WHAT YOU SHOULD DO ->
Pictures within the data are to be left out; everything else must be reproduced exactly.

[Lines of data]
◇ ◇ ◇ ◇ ◇
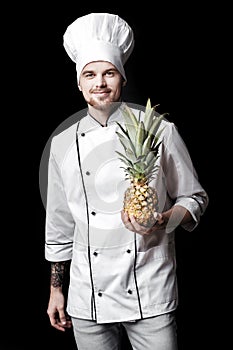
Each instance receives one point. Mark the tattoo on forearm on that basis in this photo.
(58, 270)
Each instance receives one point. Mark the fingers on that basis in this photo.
(131, 223)
(158, 218)
(60, 323)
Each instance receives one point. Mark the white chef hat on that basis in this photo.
(99, 37)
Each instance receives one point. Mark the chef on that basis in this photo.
(120, 274)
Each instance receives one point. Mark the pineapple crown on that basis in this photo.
(140, 140)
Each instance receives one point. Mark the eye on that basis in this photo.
(110, 73)
(88, 75)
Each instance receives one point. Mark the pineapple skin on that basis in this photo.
(141, 201)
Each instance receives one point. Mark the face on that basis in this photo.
(101, 84)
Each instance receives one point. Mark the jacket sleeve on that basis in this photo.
(182, 182)
(59, 228)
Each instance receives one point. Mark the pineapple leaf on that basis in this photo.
(131, 122)
(140, 134)
(148, 117)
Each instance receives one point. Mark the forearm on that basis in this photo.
(59, 274)
(176, 216)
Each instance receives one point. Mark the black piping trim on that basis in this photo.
(88, 228)
(58, 243)
(135, 275)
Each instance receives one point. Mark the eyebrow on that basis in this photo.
(106, 70)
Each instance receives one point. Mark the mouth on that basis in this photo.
(100, 92)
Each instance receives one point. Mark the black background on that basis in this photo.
(178, 63)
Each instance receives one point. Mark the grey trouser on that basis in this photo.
(155, 333)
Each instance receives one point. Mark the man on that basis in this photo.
(121, 272)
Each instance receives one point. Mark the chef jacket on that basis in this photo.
(115, 275)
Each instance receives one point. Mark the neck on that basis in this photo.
(102, 114)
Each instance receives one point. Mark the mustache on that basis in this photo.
(100, 90)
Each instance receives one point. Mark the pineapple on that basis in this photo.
(140, 140)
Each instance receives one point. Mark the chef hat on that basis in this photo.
(99, 37)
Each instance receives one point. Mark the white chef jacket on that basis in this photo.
(115, 275)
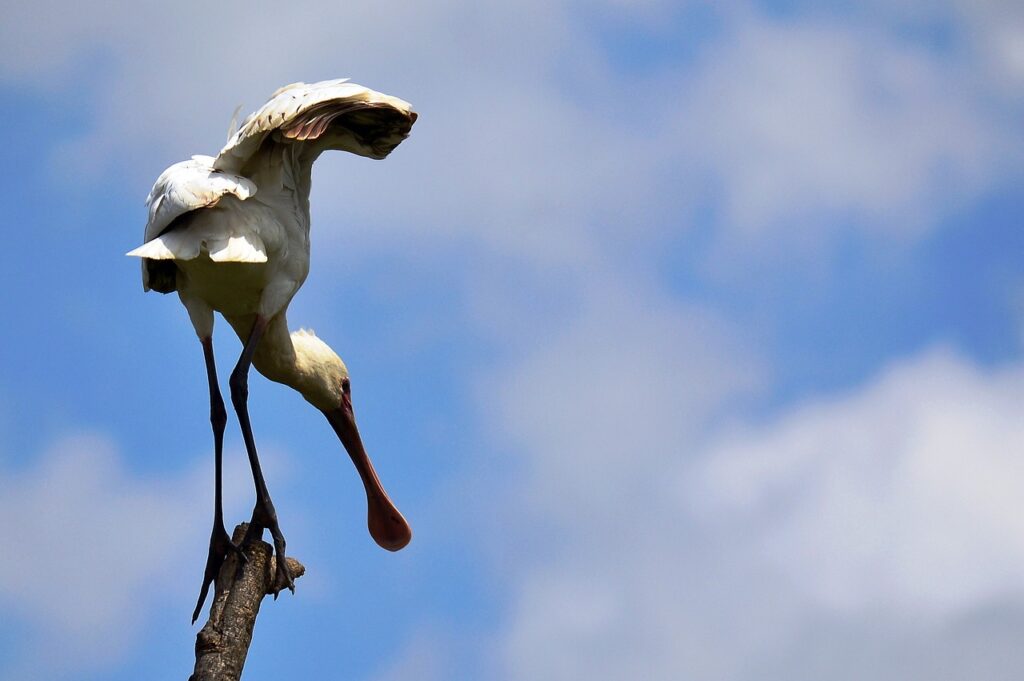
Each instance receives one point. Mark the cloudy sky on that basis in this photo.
(688, 337)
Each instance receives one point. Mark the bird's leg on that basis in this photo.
(220, 542)
(264, 515)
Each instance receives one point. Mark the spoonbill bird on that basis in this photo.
(231, 233)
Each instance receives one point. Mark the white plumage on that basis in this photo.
(230, 235)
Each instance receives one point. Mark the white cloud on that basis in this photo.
(852, 523)
(95, 548)
(908, 495)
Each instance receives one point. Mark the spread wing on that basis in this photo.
(170, 235)
(335, 114)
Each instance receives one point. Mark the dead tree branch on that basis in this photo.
(223, 642)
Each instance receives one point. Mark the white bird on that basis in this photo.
(231, 233)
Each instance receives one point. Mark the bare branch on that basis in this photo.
(223, 642)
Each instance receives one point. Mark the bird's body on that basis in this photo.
(230, 233)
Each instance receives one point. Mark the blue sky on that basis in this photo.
(686, 335)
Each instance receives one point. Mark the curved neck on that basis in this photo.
(299, 360)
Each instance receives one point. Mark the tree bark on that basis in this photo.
(223, 642)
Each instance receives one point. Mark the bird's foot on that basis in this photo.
(264, 516)
(220, 546)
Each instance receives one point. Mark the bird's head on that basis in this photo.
(326, 384)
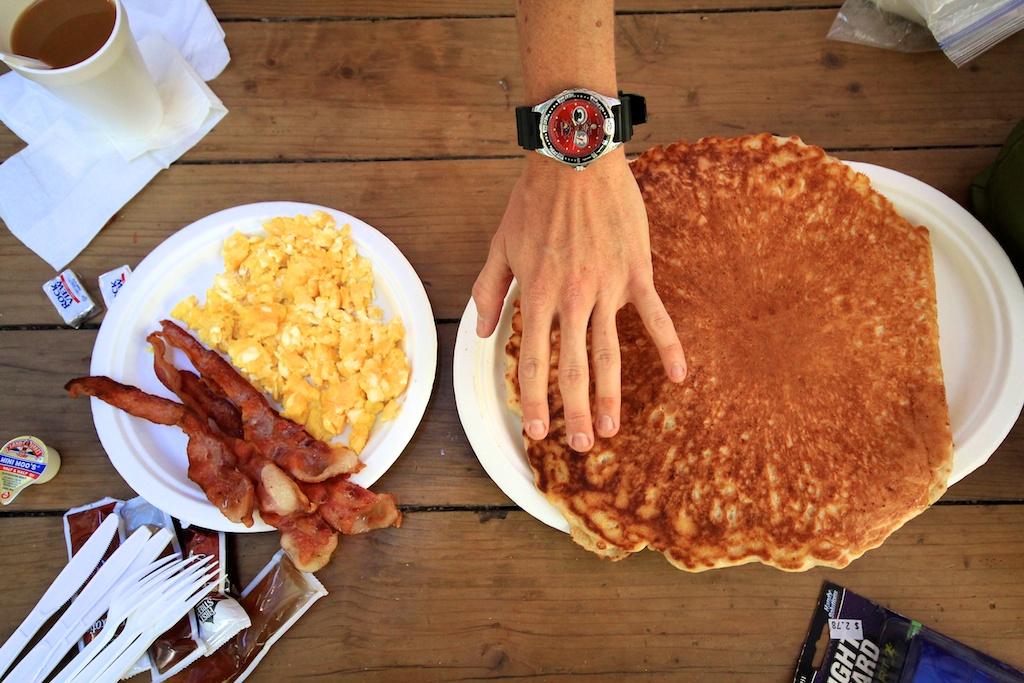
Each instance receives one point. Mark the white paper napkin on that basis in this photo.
(57, 193)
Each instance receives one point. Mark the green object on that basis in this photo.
(997, 198)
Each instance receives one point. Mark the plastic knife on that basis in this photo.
(71, 579)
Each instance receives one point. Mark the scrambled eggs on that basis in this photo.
(294, 311)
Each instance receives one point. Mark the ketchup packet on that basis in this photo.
(274, 600)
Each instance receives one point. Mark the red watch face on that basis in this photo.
(577, 128)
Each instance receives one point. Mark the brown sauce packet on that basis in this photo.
(80, 523)
(219, 615)
(274, 600)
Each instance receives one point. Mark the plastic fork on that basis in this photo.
(141, 592)
(174, 596)
(138, 550)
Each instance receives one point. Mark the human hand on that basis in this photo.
(579, 245)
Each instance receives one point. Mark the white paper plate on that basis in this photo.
(981, 319)
(152, 458)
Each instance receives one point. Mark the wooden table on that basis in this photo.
(400, 113)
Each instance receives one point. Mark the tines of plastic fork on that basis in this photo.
(166, 602)
(141, 591)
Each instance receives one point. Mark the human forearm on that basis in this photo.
(566, 44)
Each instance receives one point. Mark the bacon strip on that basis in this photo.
(212, 464)
(307, 539)
(194, 392)
(350, 508)
(284, 441)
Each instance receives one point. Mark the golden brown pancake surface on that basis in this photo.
(813, 422)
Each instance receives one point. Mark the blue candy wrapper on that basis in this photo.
(868, 643)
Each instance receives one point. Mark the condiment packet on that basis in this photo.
(219, 615)
(68, 295)
(82, 522)
(112, 282)
(870, 643)
(181, 641)
(274, 600)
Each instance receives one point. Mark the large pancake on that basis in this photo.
(813, 422)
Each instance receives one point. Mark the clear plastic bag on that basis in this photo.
(962, 29)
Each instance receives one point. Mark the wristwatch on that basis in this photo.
(579, 126)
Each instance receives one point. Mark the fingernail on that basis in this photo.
(677, 373)
(581, 441)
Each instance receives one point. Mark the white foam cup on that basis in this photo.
(113, 88)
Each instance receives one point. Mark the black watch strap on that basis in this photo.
(527, 123)
(632, 111)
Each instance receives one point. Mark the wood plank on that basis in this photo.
(431, 88)
(241, 9)
(403, 606)
(418, 204)
(438, 467)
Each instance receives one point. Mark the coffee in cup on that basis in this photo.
(97, 68)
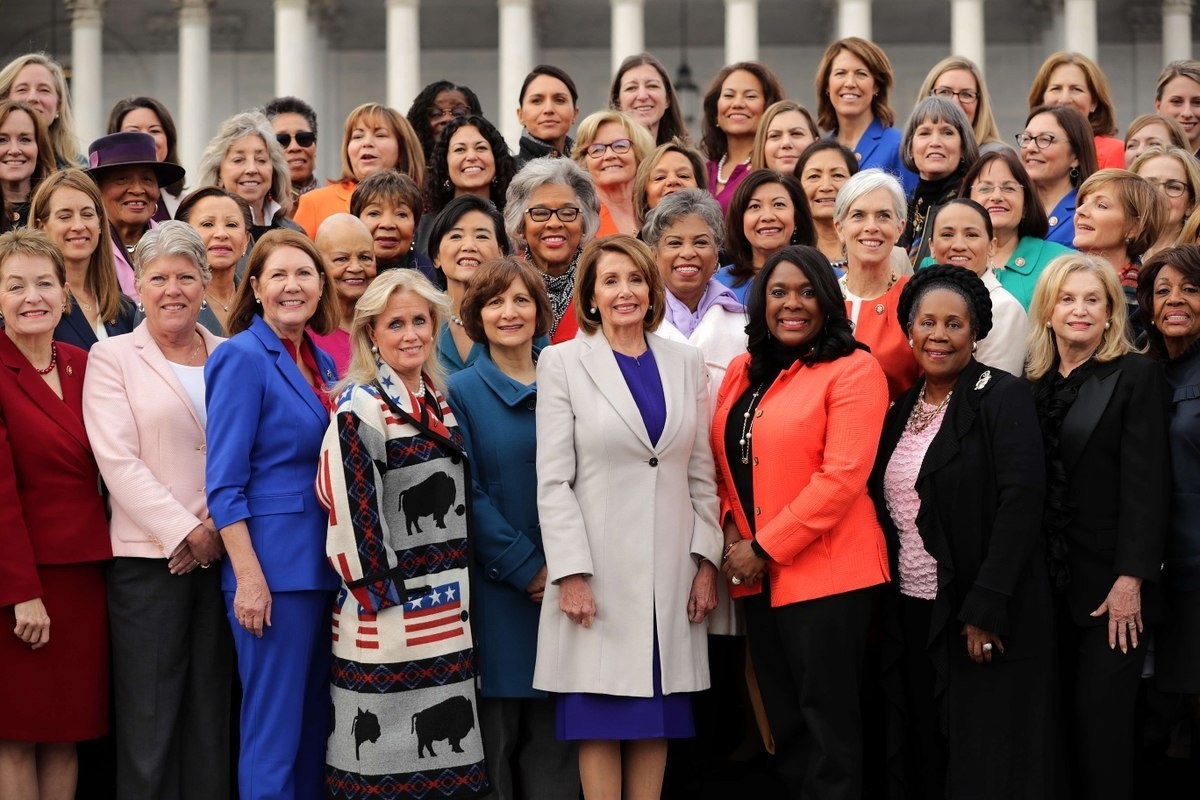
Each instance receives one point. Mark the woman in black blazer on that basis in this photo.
(1103, 415)
(969, 633)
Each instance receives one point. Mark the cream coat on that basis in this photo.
(149, 443)
(629, 515)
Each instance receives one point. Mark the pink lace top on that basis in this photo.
(917, 569)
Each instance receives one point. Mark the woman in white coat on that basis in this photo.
(628, 507)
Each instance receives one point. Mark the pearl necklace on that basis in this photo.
(748, 423)
(720, 168)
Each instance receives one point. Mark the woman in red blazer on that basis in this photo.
(795, 433)
(53, 534)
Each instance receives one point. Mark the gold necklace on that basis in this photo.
(921, 419)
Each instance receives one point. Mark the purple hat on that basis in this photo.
(130, 148)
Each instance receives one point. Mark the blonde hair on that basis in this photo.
(373, 301)
(643, 144)
(63, 137)
(1042, 344)
(757, 155)
(985, 128)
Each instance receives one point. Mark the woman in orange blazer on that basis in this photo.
(795, 433)
(53, 535)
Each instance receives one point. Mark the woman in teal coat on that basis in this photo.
(493, 400)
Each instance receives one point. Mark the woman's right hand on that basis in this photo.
(33, 623)
(252, 603)
(576, 601)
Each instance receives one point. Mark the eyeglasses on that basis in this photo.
(621, 146)
(984, 190)
(304, 138)
(565, 214)
(1169, 187)
(1042, 140)
(457, 110)
(965, 95)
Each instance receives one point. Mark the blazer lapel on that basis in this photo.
(1086, 411)
(288, 368)
(673, 376)
(601, 367)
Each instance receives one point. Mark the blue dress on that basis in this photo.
(607, 716)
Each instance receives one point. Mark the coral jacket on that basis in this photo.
(815, 434)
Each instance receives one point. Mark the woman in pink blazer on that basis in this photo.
(172, 647)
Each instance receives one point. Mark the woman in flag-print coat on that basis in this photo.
(394, 476)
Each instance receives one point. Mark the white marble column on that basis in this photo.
(403, 53)
(1176, 30)
(293, 74)
(853, 18)
(741, 30)
(87, 68)
(967, 30)
(195, 127)
(516, 46)
(1079, 28)
(628, 34)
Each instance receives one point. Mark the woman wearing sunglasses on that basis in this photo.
(610, 146)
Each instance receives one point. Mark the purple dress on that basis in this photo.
(609, 716)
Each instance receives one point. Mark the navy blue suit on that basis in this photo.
(264, 433)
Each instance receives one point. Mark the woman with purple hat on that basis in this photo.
◇ ◇ ◇ ◇ ◇
RESPONSE TO THE TASK ->
Each instance receives one point. Mark the tattoo on forearm on that basis in this photo.
(58, 270)
Each instance receives one point. Mark the fingers on that basis in this photo.
(131, 223)
(158, 218)
(60, 323)
Each instance receives one point. Mark the white chef hat on that basis in this photo.
(99, 37)
Each instance receives one point. Mark the chef on that basis in this photo.
(120, 274)
Each instance receives one point. Mark the pineapple crown on that basis in this photo.
(140, 140)
Each instance receives one point. Mark the eye on that basis in this photo.
(110, 73)
(88, 75)
Each instance receives one point. Mark the pineapple skin on that basis in this photo.
(141, 201)
Each instance receives one point. Mark the face on that basis in this photo.
(101, 84)
Each instance receives one point. Mark the jacket sleeve on that basis in this photo.
(182, 182)
(59, 228)
Each instance receives one point. Mark the pineapple leaf on that basis in this photo.
(131, 122)
(140, 134)
(148, 117)
Each instance receives one point. Mark the forearm on that basis in this photo.
(59, 274)
(176, 216)
Each instance receives one point. Mark the black piping trim on that basis in this photo.
(88, 228)
(58, 243)
(135, 275)
Each instance receives one point. Mark the eyebrow on that basis in this photo.
(106, 70)
Each instance receives one point. Mark the mouth on that basis in this photo.
(100, 92)
Each instance receives one point. Mark the black background on that basis in this photo.
(178, 63)
Each instance receives one point. Mark the grey trouser on that basis in this photo.
(155, 333)
Each instance receives one point. Mark the man on that basis in this photo.
(121, 272)
Each instance receives one point. Mark the chef jacket on that basis in this photo.
(115, 275)
Each instance receives one point. Mark the neck on that basis in this photo.
(102, 114)
Each instance receives one point. Mark the mustache on that basis in this photo.
(100, 90)
Each instance receives one point. Mark the pineapple on that basis in this photo.
(140, 140)
Each instance receives one point. Mark the chef hat on that basis in this photo.
(99, 37)
Each instance receives one point. Mark the white chef jacket on that basis in this photo.
(115, 275)
Each instance receives one point. Mark the cloudy sky on that basis in this photo.
(688, 337)
Each instance receives one point. Mark the bird's leg on that basis in this photo.
(220, 542)
(264, 515)
Each instance receives one point. Mark the spoonbill bird on that basis in this photo.
(231, 233)
Each instance receives one point. Mark the white plumage on that basis in this photo.
(230, 235)
Each instance receives one point. Mark the white cloud on that basis in this photo.
(852, 523)
(95, 548)
(908, 495)
Each instance receives one point. Mark the spread wing on that basis in this photo.
(170, 235)
(335, 114)
Each instance receives one point. Mark the dead tree branch on that basis in this photo.
(223, 642)
Each instance receives one point. Mark the white bird on that basis in this photo.
(231, 233)
Each instance receives one point. Mark the bare branch on that basis in this photo.
(223, 642)
Each instance receives one point. Mark the bird's body on that basis in this photo.
(230, 233)
Each instance receives one point. Mark the blue sky on that basis in this photo.
(686, 335)
Each instance receives one point. Mark the curved neck on that basis in this photo.
(299, 360)
Each instance receives one point. Mark the tree bark on that basis in this photo.
(223, 642)
Each instance receives one point. Mark the bird's foot on that basis in this photo.
(264, 516)
(220, 546)
Each instance receives one point. Mark the bird's head on that basis in this photo.
(326, 384)
Each instance receives one point. Mark the white paper napkin on that basis in this photo.
(57, 193)
Each instance receives one point. Mark the green object on that basis in this photo.
(997, 198)
Each instance receives one point. Mark the plastic knife on that basis in this photo.
(71, 579)
Each instance receives one point. Mark the scrambled eggs on that basis in this photo.
(294, 311)
Each instance receives one point. Mark the ketchup packet on that basis in this photo.
(274, 600)
Each instance receives one point. Mark the red watch face on that basis in this photo.
(577, 128)
Each instance receives one point. Mark the brown sauce packet on that basis in this photo.
(80, 523)
(219, 615)
(274, 600)
Each instance receives one point. Mark the plastic fork on that basis in this photo.
(141, 592)
(174, 596)
(138, 550)
Each instance receives one point. Mark the human hand on that basis in this photo.
(579, 245)
Each instance receives one point. Mark the white paper plate on that basis in this photo.
(981, 319)
(152, 458)
Each instance receives one point. Mark the wooden table on that basis in this photo.
(400, 113)
Each instance receives one point. Mark the tines of plastic fork on that basis in this photo.
(166, 602)
(141, 591)
Each instance receives one point. Mark the human forearm on that basis in this photo.
(566, 44)
Each instance receives one point. Mark the bacon strip on that basis in this photo.
(212, 464)
(307, 539)
(194, 392)
(350, 508)
(284, 441)
Each instance receives one point. Mark the golden brown pancake surface on that basis in this photo.
(813, 422)
Each instance receives one point. Mark the blue candy wrapper on that basis in this photo.
(868, 643)
Each instance receives one point. Mark the condiment packet on that basis in this photo.
(219, 615)
(68, 295)
(82, 522)
(112, 282)
(870, 643)
(181, 641)
(274, 600)
Each instance receives one point. Mark the large pancake on that basis in this photo.
(813, 422)
Each instance receives one point. Mark the clear plastic bag on that basis in this photo.
(962, 29)
Each instance receives one point. Mark the wristwatch on that basis in this photo.
(579, 126)
Each instance receives one point. Mark the fingernail on that basis in this photo.
(677, 373)
(581, 441)
Each instance receives one point. Mark the white foam cup on that basis in this photo.
(113, 88)
Each instance receives one point. Mark the black watch strap on that basis in this photo.
(527, 123)
(632, 111)
Each instance receives one point. Mark the wood plank on that basis in this photo.
(431, 88)
(241, 9)
(403, 606)
(418, 204)
(438, 467)
Each instance receives one point. Mark the coffee in cup on that basis in this photo.
(97, 68)
Each instance receives one point. Mark the woman in black blazer on that basis in this photo.
(1103, 415)
(969, 633)
Each instance receives one point. Mark the cream coat on that basis in this photo.
(149, 443)
(629, 515)
Each instance receives one point. Mark the pink lace top on that basis in this photo.
(917, 569)
Each instance receives one point. Mark the woman in white coat on that basis in this photo.
(628, 507)
Each instance receives one point. Mark the pearl necklace on that basis in this photo.
(748, 423)
(720, 168)
Each instance receives one point. Mark the woman in red blazer on that basis in this photo.
(795, 433)
(53, 534)
Each instance receives one point. Mark the gold necklace on that basis in this photo.
(921, 419)
Each instance receives one point. Mark the purple hat on that basis in this photo.
(130, 148)
Each instance receives one point. Mark the blonde hair on that basis in this photo.
(373, 301)
(643, 144)
(63, 137)
(1042, 344)
(757, 155)
(985, 128)
Each instance receives one point. Mark the woman in orange blazer on that basis in this photo.
(795, 433)
(53, 535)
Each instance receives one point. Mark the woman in teal coat on that basis in this photo.
(493, 400)
Each instance receives one point. Mark the woman's right hand on that basis in this photo.
(33, 623)
(252, 603)
(576, 601)
Each instance receives one point. Mark the eyeglasses on that basis in this photo.
(621, 146)
(984, 190)
(304, 138)
(565, 214)
(1169, 187)
(1042, 140)
(457, 110)
(965, 95)
Each instance receives one point. Mark the blazer lapel on that basis in this photo.
(1086, 411)
(288, 368)
(673, 376)
(601, 367)
Each instance receives one point. Mark the blue dress on that basis in this photo.
(607, 716)
Each instance receives one point. Mark the coral jacket on that basis in this photo.
(815, 434)
Each instance receives one point. Mark the woman in pink blazer on that basis in this photo.
(172, 647)
Each instance receives one point. Mark the woman in flag-print coat on that basis in this photo.
(394, 476)
Each instance receives one point. Mark the white marble column on that basis in this photo.
(403, 53)
(1176, 30)
(293, 74)
(853, 18)
(741, 30)
(87, 68)
(967, 30)
(195, 127)
(516, 46)
(1079, 28)
(628, 34)
Each instance receives one point. Mark the woman wearing sunglasses on that basis in this photo.
(610, 146)
Each instance receives one point. Mark the purple dress on that basis in this photo.
(609, 716)
Each instance receives one point. Mark the navy blue suit on that basis in this photo.
(264, 433)
Each instance receives one point. Mark the woman with purple hat on that basis in this photo.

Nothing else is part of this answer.